● THE PROBLEM
In the data below, take the part that opens with the line containing "Detect every instance of white seaplane" and closes with the line containing "28, 157, 159, 206". Swap "fuselage" for "hull" and return only those lines, with everything else left unchanged.

+--

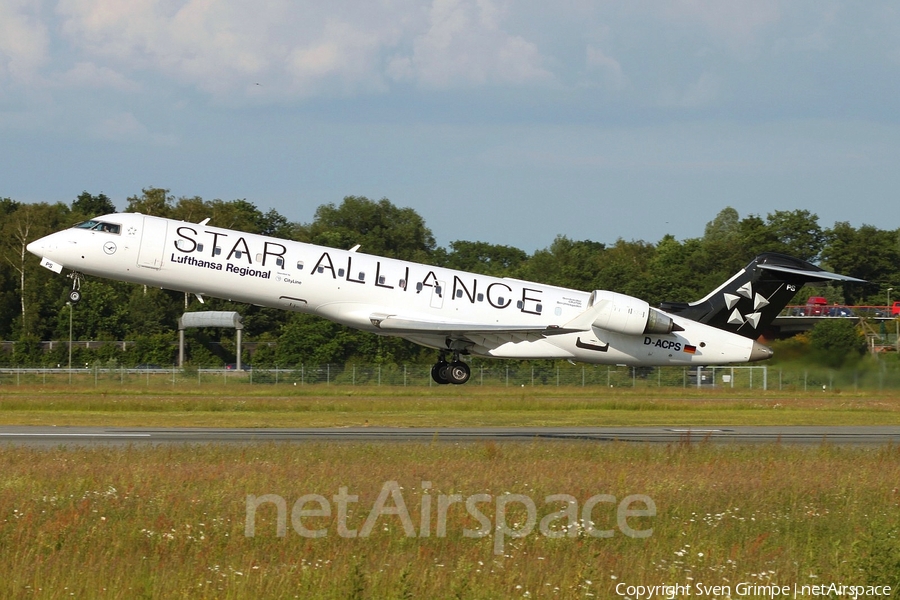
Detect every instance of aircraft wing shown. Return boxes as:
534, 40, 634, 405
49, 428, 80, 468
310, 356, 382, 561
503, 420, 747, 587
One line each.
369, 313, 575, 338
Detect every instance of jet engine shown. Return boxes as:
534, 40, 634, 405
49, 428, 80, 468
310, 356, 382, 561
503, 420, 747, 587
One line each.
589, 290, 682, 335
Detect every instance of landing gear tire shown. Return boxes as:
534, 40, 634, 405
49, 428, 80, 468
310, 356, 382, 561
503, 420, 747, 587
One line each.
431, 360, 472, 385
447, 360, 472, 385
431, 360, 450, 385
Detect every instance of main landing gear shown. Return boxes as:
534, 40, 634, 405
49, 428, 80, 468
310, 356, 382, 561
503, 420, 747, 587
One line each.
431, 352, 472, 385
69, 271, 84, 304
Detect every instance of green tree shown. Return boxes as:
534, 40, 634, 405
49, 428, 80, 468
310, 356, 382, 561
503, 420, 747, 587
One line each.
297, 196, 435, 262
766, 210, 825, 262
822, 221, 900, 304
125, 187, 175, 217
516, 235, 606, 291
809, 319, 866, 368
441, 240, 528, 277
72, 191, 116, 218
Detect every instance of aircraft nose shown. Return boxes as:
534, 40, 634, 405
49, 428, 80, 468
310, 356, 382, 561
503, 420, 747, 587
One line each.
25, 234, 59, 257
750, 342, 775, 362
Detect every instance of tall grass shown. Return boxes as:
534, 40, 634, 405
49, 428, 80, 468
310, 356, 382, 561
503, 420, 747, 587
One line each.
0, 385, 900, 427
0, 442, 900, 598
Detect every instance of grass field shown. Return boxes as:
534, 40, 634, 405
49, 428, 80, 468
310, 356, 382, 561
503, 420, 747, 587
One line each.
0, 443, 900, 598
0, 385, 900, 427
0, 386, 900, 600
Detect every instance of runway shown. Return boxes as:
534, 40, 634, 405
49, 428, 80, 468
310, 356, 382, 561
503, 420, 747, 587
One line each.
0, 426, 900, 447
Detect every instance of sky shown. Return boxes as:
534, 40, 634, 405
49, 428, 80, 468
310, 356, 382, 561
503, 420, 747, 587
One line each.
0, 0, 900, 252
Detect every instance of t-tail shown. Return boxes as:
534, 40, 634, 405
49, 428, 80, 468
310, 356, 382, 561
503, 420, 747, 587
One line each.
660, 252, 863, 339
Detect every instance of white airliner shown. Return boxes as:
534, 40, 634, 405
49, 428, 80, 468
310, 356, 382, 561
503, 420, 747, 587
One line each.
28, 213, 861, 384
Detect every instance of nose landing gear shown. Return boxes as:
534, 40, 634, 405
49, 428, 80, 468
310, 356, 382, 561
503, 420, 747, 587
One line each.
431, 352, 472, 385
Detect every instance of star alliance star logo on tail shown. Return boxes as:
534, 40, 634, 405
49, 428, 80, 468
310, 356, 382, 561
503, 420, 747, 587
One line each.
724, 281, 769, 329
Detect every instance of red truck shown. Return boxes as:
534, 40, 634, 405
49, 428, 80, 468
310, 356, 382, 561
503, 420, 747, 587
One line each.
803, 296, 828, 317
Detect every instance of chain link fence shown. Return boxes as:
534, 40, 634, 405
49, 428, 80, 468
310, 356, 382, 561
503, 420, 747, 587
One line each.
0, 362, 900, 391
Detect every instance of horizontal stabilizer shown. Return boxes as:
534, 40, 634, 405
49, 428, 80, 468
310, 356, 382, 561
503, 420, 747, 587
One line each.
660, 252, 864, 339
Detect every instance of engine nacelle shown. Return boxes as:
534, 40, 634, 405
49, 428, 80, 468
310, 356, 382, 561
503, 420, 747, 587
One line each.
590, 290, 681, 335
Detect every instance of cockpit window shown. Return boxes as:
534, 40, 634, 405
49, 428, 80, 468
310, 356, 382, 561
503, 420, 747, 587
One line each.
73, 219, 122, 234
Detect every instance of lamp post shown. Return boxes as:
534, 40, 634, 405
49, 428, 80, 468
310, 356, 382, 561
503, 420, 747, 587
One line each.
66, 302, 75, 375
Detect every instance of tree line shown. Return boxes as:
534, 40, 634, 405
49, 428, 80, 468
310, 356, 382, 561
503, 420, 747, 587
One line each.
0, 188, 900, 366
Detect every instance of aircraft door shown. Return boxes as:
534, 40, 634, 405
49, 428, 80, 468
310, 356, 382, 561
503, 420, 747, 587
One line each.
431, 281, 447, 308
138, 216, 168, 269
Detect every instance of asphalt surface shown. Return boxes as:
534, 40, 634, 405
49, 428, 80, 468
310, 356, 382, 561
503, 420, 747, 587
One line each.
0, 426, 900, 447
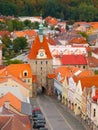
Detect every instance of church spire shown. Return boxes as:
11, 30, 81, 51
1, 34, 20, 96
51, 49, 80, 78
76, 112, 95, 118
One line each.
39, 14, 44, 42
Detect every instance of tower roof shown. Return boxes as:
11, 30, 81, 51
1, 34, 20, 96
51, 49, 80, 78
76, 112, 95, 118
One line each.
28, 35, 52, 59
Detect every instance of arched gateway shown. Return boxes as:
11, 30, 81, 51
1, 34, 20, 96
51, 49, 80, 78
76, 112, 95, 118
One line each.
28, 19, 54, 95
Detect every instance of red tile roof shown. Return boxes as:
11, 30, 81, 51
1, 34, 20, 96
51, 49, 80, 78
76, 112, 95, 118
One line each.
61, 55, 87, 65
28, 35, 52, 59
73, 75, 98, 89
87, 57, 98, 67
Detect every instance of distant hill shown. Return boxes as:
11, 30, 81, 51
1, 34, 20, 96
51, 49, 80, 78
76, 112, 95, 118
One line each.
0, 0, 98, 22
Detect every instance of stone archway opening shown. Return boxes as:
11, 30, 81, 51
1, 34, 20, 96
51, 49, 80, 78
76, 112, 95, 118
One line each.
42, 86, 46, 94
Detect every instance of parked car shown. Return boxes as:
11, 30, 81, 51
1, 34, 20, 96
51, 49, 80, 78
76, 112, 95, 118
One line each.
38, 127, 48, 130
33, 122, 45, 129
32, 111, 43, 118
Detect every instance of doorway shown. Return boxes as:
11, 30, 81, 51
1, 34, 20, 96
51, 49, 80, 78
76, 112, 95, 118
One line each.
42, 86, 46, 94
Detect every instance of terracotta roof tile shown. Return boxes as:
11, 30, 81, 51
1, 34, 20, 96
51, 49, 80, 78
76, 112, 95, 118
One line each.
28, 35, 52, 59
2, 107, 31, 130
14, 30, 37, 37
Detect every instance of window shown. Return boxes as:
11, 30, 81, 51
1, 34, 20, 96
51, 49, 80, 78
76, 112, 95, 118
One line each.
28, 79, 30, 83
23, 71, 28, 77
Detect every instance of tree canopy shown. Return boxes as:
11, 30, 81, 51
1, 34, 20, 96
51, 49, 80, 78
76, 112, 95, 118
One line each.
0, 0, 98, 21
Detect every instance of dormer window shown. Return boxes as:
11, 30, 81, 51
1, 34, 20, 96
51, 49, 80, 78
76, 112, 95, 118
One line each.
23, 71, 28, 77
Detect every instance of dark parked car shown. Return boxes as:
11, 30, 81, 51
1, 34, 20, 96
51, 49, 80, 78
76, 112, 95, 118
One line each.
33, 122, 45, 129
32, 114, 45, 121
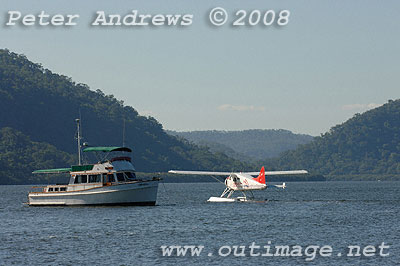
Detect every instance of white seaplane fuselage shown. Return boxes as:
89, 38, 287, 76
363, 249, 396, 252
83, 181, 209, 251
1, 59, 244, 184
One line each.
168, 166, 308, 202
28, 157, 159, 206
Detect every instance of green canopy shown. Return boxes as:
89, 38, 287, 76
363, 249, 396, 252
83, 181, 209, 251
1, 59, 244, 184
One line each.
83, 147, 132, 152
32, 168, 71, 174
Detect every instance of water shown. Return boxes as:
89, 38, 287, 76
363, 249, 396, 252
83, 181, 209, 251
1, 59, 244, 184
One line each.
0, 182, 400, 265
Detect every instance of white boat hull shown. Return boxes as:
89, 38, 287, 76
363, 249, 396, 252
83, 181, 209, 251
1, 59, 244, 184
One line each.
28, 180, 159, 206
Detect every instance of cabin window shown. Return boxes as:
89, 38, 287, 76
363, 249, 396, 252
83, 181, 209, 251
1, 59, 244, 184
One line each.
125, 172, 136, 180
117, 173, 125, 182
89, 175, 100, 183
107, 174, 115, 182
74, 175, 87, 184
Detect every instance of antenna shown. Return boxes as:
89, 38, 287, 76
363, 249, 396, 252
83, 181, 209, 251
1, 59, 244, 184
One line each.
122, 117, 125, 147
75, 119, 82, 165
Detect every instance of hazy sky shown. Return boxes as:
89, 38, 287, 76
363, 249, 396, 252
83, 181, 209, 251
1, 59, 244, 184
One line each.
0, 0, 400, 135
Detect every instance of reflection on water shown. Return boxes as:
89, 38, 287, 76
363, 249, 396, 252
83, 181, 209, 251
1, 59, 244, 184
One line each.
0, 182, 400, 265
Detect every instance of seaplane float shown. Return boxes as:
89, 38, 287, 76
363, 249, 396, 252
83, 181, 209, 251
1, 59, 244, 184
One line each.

+--

● THE RESULT
Detect every instance of white seaplane hull shown. Return boxes as:
89, 38, 287, 76
363, 249, 396, 252
83, 181, 209, 251
1, 59, 244, 184
One line each.
168, 166, 308, 202
28, 157, 159, 206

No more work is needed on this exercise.